> **Goal of the exercise**: Only the lines from the one with "Target: exterior wall" through the end of the data below belong in the answer, restated word for word, pictures excluded.

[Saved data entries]
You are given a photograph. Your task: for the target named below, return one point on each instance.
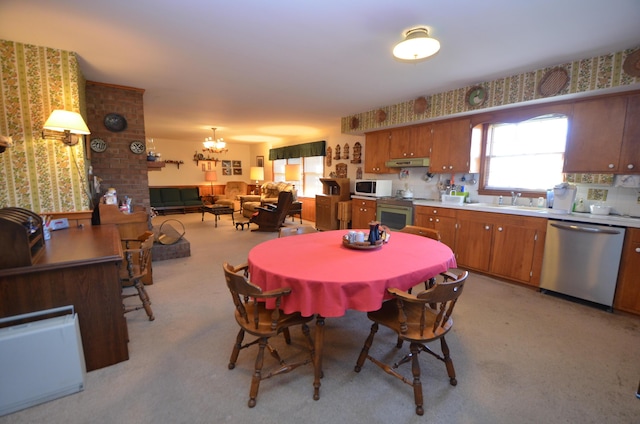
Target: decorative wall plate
(553, 82)
(137, 147)
(631, 65)
(115, 122)
(98, 145)
(476, 96)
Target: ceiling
(288, 70)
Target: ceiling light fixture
(212, 145)
(416, 45)
(70, 124)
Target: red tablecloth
(328, 278)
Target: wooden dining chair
(295, 231)
(414, 319)
(137, 253)
(254, 318)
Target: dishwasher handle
(573, 227)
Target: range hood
(407, 163)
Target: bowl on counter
(600, 209)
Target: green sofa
(175, 199)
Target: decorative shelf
(155, 165)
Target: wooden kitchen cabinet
(473, 240)
(627, 296)
(507, 246)
(377, 152)
(517, 248)
(630, 153)
(452, 147)
(363, 211)
(441, 219)
(594, 141)
(411, 142)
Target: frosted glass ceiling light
(416, 45)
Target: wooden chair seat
(417, 319)
(254, 318)
(137, 254)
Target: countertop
(614, 220)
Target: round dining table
(327, 278)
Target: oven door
(396, 217)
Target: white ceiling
(290, 69)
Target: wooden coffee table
(217, 210)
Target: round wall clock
(98, 145)
(115, 122)
(137, 147)
(476, 96)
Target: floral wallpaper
(37, 174)
(585, 75)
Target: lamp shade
(256, 173)
(292, 172)
(64, 120)
(210, 176)
(416, 45)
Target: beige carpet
(520, 357)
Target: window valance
(315, 148)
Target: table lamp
(211, 176)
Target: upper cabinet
(453, 150)
(596, 135)
(630, 152)
(377, 152)
(411, 142)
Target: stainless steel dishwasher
(582, 260)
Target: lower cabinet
(507, 246)
(363, 211)
(628, 289)
(441, 219)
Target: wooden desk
(79, 267)
(327, 278)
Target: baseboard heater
(40, 360)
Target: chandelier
(212, 145)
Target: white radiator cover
(40, 360)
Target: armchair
(270, 217)
(232, 192)
(269, 192)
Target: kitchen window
(311, 170)
(525, 156)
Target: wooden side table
(296, 209)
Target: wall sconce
(5, 142)
(256, 173)
(70, 124)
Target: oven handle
(572, 227)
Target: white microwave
(373, 188)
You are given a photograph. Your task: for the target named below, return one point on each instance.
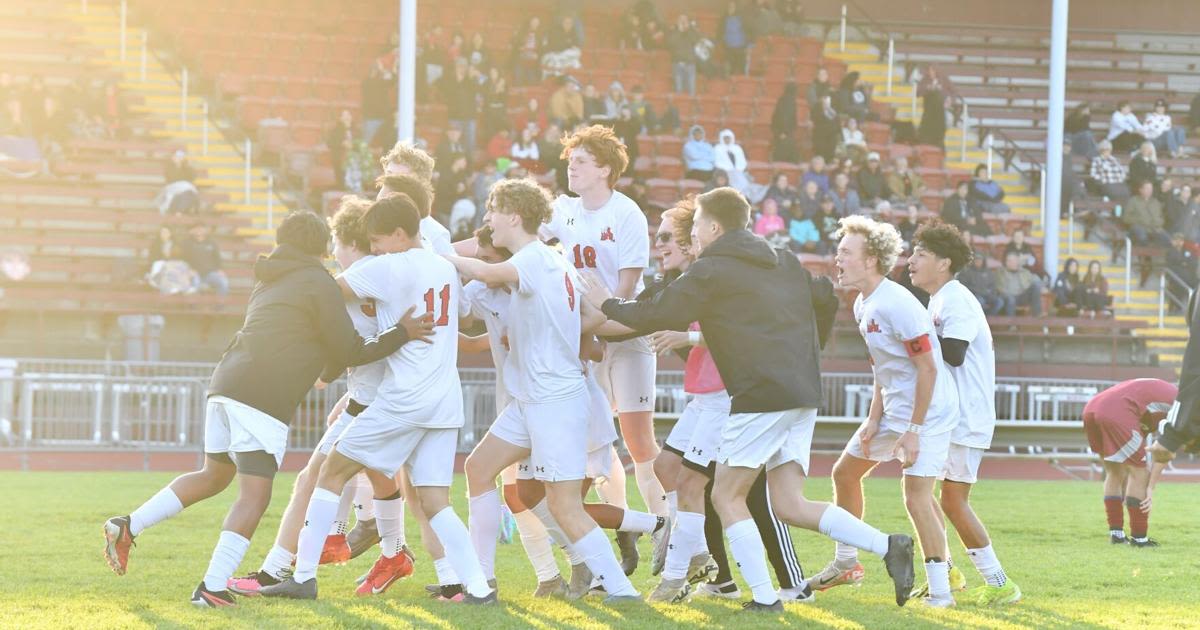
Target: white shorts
(963, 465)
(930, 461)
(555, 432)
(628, 375)
(771, 439)
(232, 426)
(385, 444)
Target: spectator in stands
(179, 168)
(1068, 289)
(562, 49)
(203, 255)
(1017, 286)
(1125, 131)
(852, 141)
(988, 195)
(697, 155)
(1143, 217)
(844, 197)
(982, 282)
(1144, 167)
(825, 127)
(1109, 174)
(783, 126)
(527, 48)
(933, 117)
(1078, 129)
(1167, 138)
(905, 184)
(682, 45)
(1096, 291)
(817, 172)
(873, 185)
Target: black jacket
(763, 316)
(297, 329)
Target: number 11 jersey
(421, 385)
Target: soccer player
(763, 318)
(940, 252)
(605, 232)
(913, 409)
(1117, 421)
(295, 328)
(547, 418)
(414, 420)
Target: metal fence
(119, 405)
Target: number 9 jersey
(607, 239)
(421, 385)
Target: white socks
(939, 574)
(535, 540)
(161, 507)
(485, 528)
(456, 541)
(364, 498)
(643, 522)
(322, 509)
(850, 532)
(277, 561)
(988, 564)
(597, 552)
(342, 520)
(687, 540)
(652, 490)
(390, 522)
(750, 556)
(226, 558)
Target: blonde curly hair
(880, 240)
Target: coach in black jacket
(765, 319)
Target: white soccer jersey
(421, 385)
(435, 237)
(892, 322)
(957, 315)
(544, 328)
(491, 306)
(607, 239)
(363, 381)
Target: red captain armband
(918, 346)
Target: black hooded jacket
(295, 329)
(765, 319)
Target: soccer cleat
(336, 551)
(291, 589)
(958, 582)
(990, 595)
(204, 598)
(627, 543)
(250, 585)
(118, 541)
(581, 581)
(754, 606)
(724, 591)
(899, 564)
(834, 576)
(671, 591)
(801, 595)
(660, 539)
(383, 574)
(364, 537)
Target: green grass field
(1049, 534)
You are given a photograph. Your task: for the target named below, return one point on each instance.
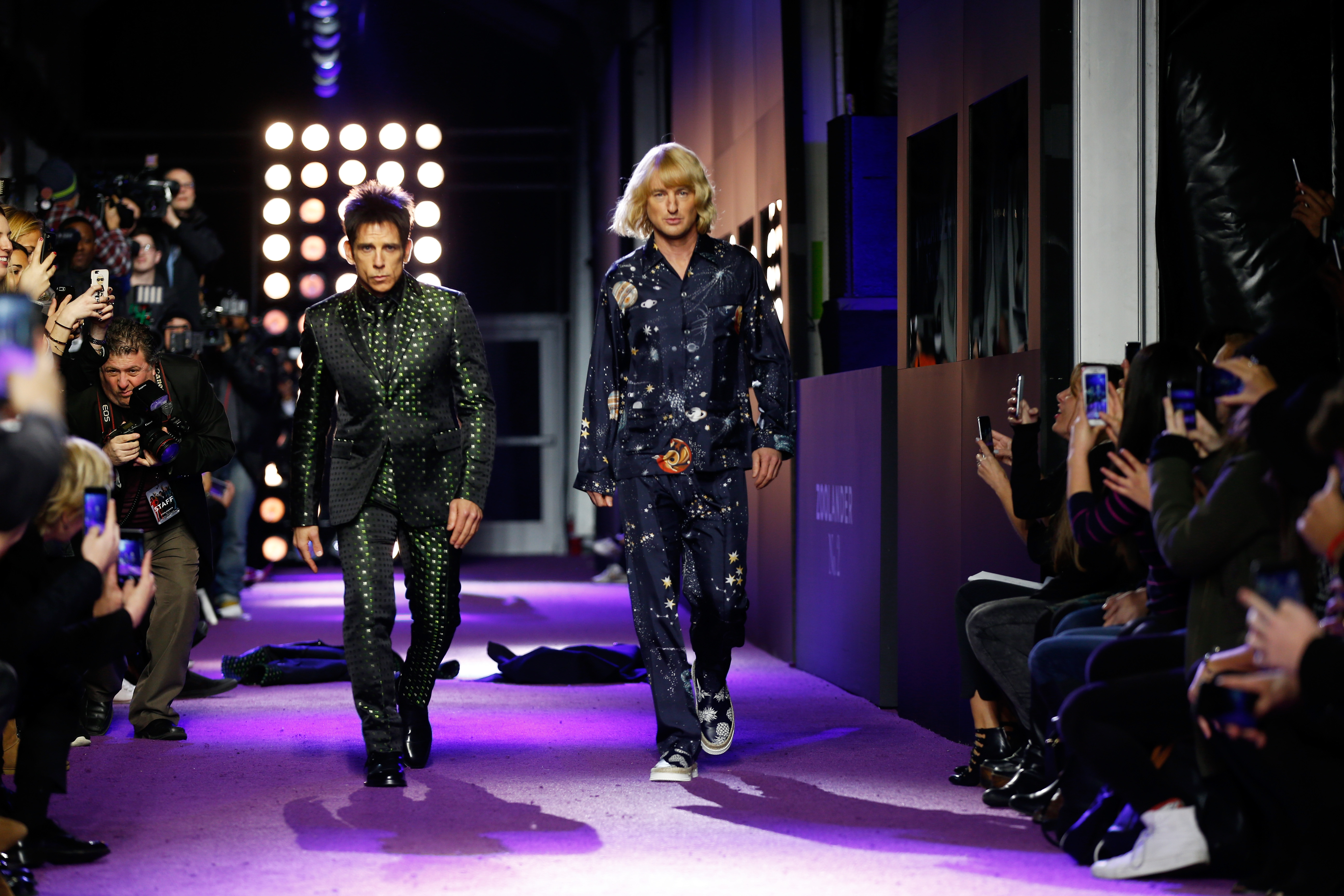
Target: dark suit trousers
(433, 586)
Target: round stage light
(275, 549)
(311, 212)
(351, 172)
(431, 174)
(353, 138)
(276, 212)
(428, 250)
(280, 135)
(277, 177)
(312, 287)
(272, 510)
(314, 249)
(426, 213)
(275, 248)
(429, 136)
(315, 138)
(392, 136)
(275, 323)
(276, 287)
(314, 175)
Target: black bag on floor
(581, 664)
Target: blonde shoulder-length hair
(675, 166)
(85, 467)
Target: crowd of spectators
(174, 432)
(1167, 699)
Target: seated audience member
(1034, 504)
(60, 616)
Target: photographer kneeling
(162, 426)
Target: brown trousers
(173, 624)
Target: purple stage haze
(540, 789)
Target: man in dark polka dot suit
(402, 366)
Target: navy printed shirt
(673, 366)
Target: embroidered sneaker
(1171, 839)
(674, 766)
(716, 714)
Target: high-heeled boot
(992, 745)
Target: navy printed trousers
(686, 533)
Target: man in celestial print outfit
(685, 331)
(404, 367)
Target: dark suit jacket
(436, 413)
(209, 446)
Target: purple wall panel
(839, 530)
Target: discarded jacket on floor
(577, 666)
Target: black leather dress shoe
(95, 717)
(384, 770)
(204, 687)
(162, 730)
(49, 843)
(418, 735)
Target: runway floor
(538, 789)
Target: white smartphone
(1095, 394)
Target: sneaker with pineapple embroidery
(716, 711)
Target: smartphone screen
(96, 508)
(15, 338)
(1183, 401)
(987, 433)
(1276, 582)
(131, 554)
(1095, 393)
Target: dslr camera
(155, 410)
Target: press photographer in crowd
(162, 426)
(245, 374)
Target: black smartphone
(96, 508)
(17, 330)
(1277, 582)
(1183, 400)
(987, 433)
(131, 554)
(1226, 706)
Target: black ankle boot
(992, 745)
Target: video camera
(155, 409)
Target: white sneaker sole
(674, 773)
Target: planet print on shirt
(677, 460)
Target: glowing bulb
(353, 138)
(276, 212)
(392, 136)
(314, 249)
(272, 510)
(280, 135)
(315, 138)
(314, 175)
(429, 136)
(351, 172)
(275, 549)
(311, 212)
(426, 214)
(428, 250)
(275, 248)
(277, 177)
(431, 174)
(276, 285)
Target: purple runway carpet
(538, 789)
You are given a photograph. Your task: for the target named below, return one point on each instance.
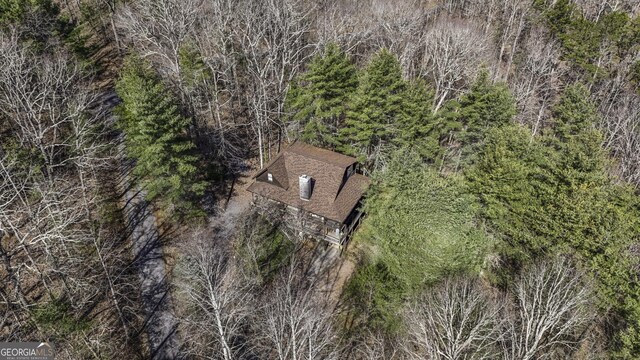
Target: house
(319, 191)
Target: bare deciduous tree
(220, 299)
(552, 311)
(458, 320)
(452, 53)
(294, 322)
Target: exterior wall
(308, 223)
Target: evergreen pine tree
(156, 136)
(484, 107)
(317, 100)
(375, 109)
(417, 127)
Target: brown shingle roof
(330, 197)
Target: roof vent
(305, 187)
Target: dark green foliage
(375, 297)
(484, 107)
(375, 109)
(318, 100)
(574, 114)
(57, 316)
(156, 136)
(417, 127)
(553, 195)
(421, 224)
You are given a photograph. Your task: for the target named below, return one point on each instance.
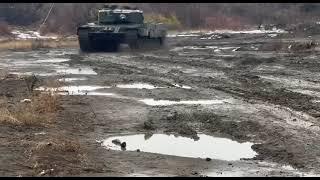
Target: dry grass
(33, 44)
(24, 114)
(41, 111)
(4, 29)
(4, 73)
(57, 144)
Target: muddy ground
(266, 88)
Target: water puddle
(52, 60)
(205, 147)
(76, 90)
(72, 79)
(225, 174)
(153, 102)
(182, 86)
(80, 70)
(137, 86)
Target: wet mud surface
(240, 87)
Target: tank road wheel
(162, 41)
(137, 44)
(112, 46)
(84, 41)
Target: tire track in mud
(239, 81)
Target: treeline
(64, 18)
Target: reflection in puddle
(182, 86)
(137, 86)
(153, 102)
(72, 79)
(52, 60)
(225, 174)
(206, 146)
(76, 90)
(81, 70)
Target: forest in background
(64, 18)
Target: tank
(120, 25)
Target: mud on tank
(120, 25)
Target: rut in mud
(245, 88)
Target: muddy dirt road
(213, 105)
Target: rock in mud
(149, 125)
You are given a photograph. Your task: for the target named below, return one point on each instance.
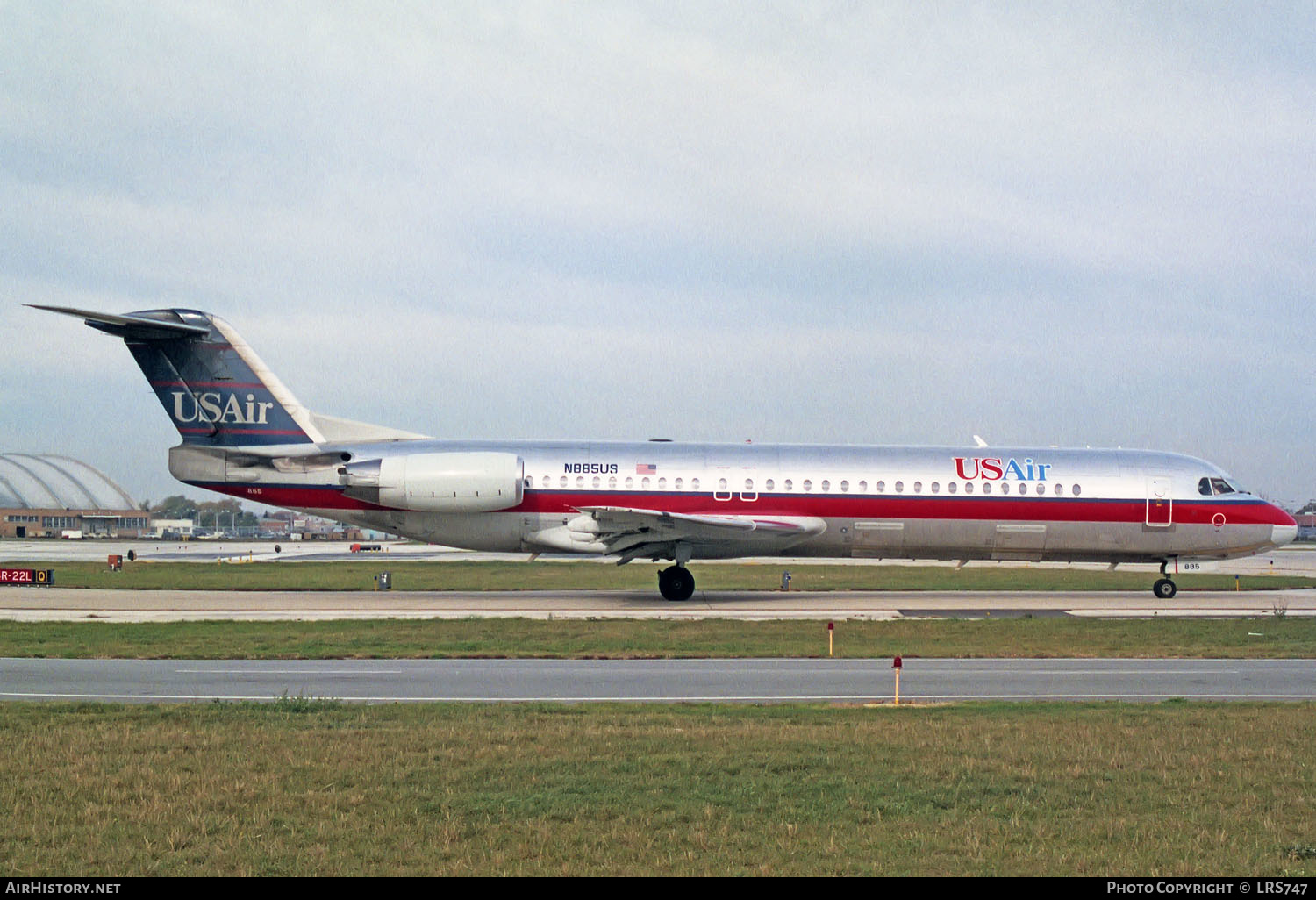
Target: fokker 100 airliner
(245, 434)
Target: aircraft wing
(633, 533)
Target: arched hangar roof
(31, 481)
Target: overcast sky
(850, 223)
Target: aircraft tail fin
(211, 383)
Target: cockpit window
(1208, 487)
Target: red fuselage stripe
(1032, 510)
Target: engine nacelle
(439, 482)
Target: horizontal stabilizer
(136, 328)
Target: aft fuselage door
(1160, 503)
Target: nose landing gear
(1163, 587)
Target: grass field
(1052, 636)
(318, 789)
(553, 575)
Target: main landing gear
(1163, 587)
(676, 583)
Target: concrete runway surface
(663, 681)
(75, 604)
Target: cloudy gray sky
(1076, 224)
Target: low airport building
(50, 496)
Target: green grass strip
(321, 789)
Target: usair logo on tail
(218, 408)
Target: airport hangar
(45, 495)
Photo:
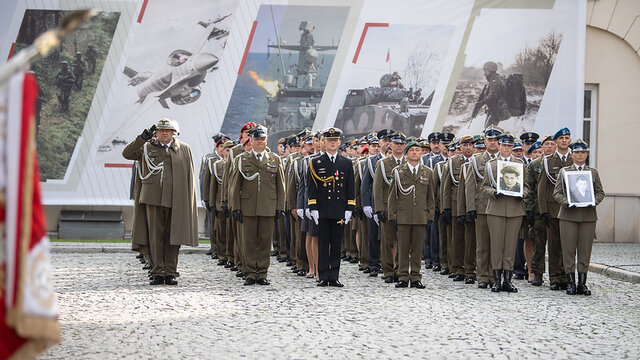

> **Answer below**:
Target: exterior wall
(308, 223)
Target: evergreen pine tree
(156, 136)
(484, 107)
(317, 100)
(375, 109)
(417, 127)
Target: brown shingle roof
(330, 197)
Target: roof vent
(305, 187)
Target: dark green foliage
(375, 297)
(484, 107)
(375, 109)
(318, 100)
(574, 114)
(57, 316)
(156, 136)
(417, 127)
(553, 195)
(421, 224)
You are given a photograph. Your task: for the target named below, return one point on each instance.
Target: dry grass
(33, 44)
(24, 114)
(41, 111)
(4, 29)
(4, 73)
(57, 144)
Target: muddy ground
(266, 88)
Target: water puddle
(52, 60)
(205, 147)
(76, 90)
(72, 79)
(225, 174)
(153, 102)
(182, 86)
(80, 70)
(137, 86)
Target: wet mud surface
(240, 87)
Target: tank road wheel
(162, 41)
(137, 44)
(112, 46)
(84, 41)
Target: tire track in mud
(239, 81)
Target: treeline
(64, 18)
Target: reflection in puddle
(182, 86)
(137, 86)
(153, 102)
(72, 79)
(52, 60)
(225, 174)
(206, 146)
(76, 90)
(81, 70)
Target: forest in background
(64, 18)
Target: tank
(120, 25)
Target: mud on tank
(120, 25)
Target: rut in mud
(245, 88)
Target: muddy dirt road
(213, 105)
Target: rock in mud
(149, 125)
You are given a photograph. Your task: for the target named below, return one point on each instance.
Target: fokker 100 airliner
(245, 434)
Target: aircraft wing
(633, 533)
Target: arched hangar roof
(31, 481)
Target: overcast sky
(850, 223)
Target: aircraft tail fin
(211, 383)
Target: cockpit window
(1208, 487)
Target: red fuselage stripe
(1032, 510)
Target: engine nacelle
(439, 482)
Target: horizontal stabilizer
(136, 328)
Target: aft fuselage door
(1160, 503)
Target: nose landing gear
(1163, 587)
Target: grass field
(1052, 636)
(318, 789)
(553, 575)
Target: main landing gear
(1163, 587)
(676, 583)
Target: concrete runway surface
(663, 681)
(75, 604)
Target: cloudy gray sky
(1076, 224)
Target: low airport building
(50, 496)
Target: green grass strip
(321, 789)
Target: usair logo on tail
(218, 408)
Target: airport hangar
(45, 495)
Photo:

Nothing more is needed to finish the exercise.